▸ **Teks Hasil Ekstraksi**:
7 jam yang lalu

Penulisan Ulang Sejarah Nasional Disebut Dikerjakan Profesional

Editor : Yusuf Ibrahim
Ilustrasi. (foto istimewa)

JAKARTA, TIGAPILARNEWS.COM- Menteri Kebudayaan Fadli Zon mengungkapkan penulisan ulang sejarah nasional Indonesia telah mencapai sekitar 70 persen.

Penulisan sejarah dikerjakan oleh sejarawan profesional dari berbagai perguruan tinggi, bukan oleh aktivis, politikus atau pihak luar disiplin sejarah.

“Rencana penulisan sejarah ini sekali lagi saya tegaskan ditulis oleh para sejarawan secara profesional. Mereka menulis juga berdasarkan keahlian masing-masing,” katanya di Kampus IPDN Jatinangor, Sumedang, Selasa (24/6/2025).

Fadli menjelaskan penulisan ini mencakup keseluruhan perjalanan sejarah Indonesia, mulai dari masa paling awal hingga era Presiden BJ Habibie. 

Untuk masa setelah itu, termasuk era reformasi dan seterusnya akan disusun dalam tahapan selanjutnya. “Yang kita tulis sekarang sampai era Presiden BJ Habibie. Jadi belum masuk ke masa reformasi lebih jauh atau Presiden-presiden setelahnya. Itu nanti akan jadi bagian berikutnya,” ucapnya.

Salah satu pembaruan penting dalam penulisan ini adalah penggunaan istilah sejarah awal untuk menggantikan istilah prasejarah. Para sejarawan dan arkeolog yang terlibat dalam tim telah menyepakati penggunaan istilah tersebut mengingat adanya perbedaan pandangan soal kapan sejarah dimulai.

▸ **Baris yang Diberikan**:

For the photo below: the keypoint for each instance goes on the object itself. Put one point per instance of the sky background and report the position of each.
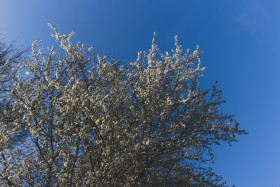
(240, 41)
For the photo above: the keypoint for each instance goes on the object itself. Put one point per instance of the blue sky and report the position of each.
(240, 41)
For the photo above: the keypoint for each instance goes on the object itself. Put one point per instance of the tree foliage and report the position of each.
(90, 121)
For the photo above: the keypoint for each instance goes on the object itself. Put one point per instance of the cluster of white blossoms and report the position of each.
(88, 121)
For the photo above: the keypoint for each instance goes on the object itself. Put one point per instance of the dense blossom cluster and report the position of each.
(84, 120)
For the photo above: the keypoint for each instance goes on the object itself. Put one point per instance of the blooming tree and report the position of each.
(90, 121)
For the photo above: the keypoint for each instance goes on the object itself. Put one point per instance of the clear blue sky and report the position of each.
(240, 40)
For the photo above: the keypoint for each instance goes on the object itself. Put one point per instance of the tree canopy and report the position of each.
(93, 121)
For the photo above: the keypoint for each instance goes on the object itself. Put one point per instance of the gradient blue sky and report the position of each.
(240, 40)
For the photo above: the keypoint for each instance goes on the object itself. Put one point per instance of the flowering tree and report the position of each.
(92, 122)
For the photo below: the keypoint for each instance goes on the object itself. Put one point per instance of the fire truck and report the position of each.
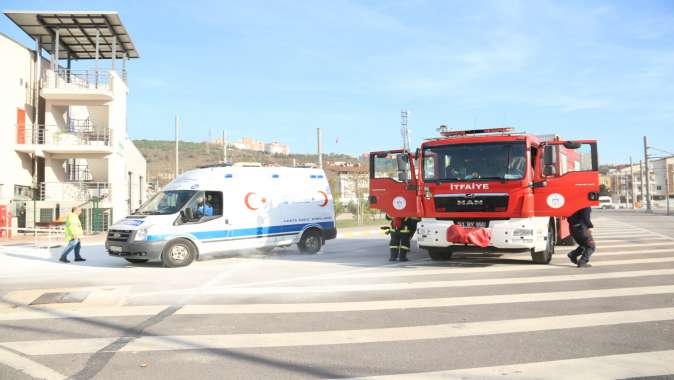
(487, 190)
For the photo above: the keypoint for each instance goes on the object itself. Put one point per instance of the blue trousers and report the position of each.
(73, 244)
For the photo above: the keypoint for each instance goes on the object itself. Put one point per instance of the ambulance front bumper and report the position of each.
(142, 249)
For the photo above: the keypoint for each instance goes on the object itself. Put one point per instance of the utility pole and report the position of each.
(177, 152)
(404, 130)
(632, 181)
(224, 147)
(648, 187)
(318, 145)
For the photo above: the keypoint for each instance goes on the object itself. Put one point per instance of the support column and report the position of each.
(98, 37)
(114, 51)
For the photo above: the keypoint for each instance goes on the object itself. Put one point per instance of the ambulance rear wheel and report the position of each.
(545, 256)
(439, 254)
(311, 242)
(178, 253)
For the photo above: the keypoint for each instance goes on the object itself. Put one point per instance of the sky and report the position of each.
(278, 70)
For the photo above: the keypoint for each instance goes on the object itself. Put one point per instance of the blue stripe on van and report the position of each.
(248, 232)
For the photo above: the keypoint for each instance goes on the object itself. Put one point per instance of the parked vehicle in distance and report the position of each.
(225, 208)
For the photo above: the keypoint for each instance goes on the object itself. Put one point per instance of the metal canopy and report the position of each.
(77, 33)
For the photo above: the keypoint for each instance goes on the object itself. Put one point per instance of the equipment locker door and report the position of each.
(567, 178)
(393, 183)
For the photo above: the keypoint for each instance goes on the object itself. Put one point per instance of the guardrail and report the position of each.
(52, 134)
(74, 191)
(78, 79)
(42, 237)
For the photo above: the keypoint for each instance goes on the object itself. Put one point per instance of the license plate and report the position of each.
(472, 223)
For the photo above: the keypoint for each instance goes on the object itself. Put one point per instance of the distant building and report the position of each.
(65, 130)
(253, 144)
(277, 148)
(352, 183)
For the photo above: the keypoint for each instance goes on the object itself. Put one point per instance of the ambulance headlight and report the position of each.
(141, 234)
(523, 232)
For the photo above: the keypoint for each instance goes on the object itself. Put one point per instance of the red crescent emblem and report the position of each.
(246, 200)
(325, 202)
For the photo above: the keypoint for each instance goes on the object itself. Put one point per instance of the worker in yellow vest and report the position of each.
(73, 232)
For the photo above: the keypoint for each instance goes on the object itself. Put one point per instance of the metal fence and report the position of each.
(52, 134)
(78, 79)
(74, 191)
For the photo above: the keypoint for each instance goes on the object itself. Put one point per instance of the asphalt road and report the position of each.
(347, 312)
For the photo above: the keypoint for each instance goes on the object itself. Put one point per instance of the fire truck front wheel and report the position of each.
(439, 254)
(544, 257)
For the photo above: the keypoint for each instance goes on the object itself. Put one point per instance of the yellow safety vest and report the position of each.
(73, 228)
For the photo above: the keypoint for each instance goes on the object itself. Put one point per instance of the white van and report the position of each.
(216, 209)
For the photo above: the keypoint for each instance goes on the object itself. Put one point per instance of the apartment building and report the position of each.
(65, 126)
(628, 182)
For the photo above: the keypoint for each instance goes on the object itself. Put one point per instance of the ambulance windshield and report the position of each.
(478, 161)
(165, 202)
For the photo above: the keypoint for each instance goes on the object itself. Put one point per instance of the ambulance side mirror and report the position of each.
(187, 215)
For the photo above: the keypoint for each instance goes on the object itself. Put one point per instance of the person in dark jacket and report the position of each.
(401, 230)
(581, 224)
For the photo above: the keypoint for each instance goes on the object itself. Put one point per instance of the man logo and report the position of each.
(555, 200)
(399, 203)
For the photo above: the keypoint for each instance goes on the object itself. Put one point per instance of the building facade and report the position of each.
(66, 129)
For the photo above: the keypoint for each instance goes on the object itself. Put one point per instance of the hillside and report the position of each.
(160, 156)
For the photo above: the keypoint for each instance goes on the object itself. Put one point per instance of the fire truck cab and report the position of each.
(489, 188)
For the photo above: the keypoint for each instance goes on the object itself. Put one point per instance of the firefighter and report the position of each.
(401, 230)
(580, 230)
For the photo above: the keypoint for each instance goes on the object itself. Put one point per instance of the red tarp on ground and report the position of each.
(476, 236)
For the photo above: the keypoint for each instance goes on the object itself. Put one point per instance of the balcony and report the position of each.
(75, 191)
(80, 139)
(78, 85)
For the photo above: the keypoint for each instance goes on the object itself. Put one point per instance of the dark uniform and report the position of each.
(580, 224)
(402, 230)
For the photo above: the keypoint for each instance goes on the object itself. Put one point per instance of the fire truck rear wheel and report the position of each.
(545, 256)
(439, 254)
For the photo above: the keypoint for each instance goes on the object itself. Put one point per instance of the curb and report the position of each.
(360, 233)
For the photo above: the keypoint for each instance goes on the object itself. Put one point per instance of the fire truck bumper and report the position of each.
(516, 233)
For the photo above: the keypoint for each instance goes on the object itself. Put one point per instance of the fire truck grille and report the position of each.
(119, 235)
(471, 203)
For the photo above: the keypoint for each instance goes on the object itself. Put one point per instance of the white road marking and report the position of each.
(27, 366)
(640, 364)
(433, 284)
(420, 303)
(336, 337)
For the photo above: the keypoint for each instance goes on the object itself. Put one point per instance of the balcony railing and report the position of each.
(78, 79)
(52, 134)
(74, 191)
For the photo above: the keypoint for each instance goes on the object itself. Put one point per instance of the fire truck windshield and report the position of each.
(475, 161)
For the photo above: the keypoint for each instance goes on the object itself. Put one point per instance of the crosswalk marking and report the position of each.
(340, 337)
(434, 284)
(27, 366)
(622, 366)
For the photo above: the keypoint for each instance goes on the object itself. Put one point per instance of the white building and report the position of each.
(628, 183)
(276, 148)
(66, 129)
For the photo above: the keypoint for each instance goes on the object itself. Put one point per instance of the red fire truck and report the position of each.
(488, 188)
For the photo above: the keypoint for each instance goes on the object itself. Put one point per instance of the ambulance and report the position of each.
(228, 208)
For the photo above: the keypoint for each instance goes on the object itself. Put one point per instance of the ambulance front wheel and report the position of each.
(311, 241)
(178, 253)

▸ **Tugas yang Diminta**:
1 - Salin persis bagian berita tentang penulisan ulang sejarah nasional di antara "Penulisan sejarah dikerjakan" dan "luar disiplin sejarah.", termasuk kedua batas tersebut.
2 - Ringkaslah berita tentang penulisan ulang sejarah nasional dalam dua kalimat.

▸ **Jawaban yang Diharapkan**:
1 -
Penulisan sejarah dikerjakan oleh sejarawan profesional dari berbagai perguruan tinggi, bukan oleh aktivis, politikus atau pihak luar disiplin sejarah.

2 - Menteri Kebudayaan Fadli Zon mengungkapkan bahwa penulisan ulang sejarah nasional Indonesia telah mencapai sekitar 70 persen dan dikerjakan oleh sejarawan profesional dari berbagai perguruan tinggi. Penulisan ini mencakup sejarah Indonesia dari masa paling awal hingga era Presiden BJ Habibie, sedangkan era reformasi dan seterusnya akan disusun dalam tahapan selanjutnya.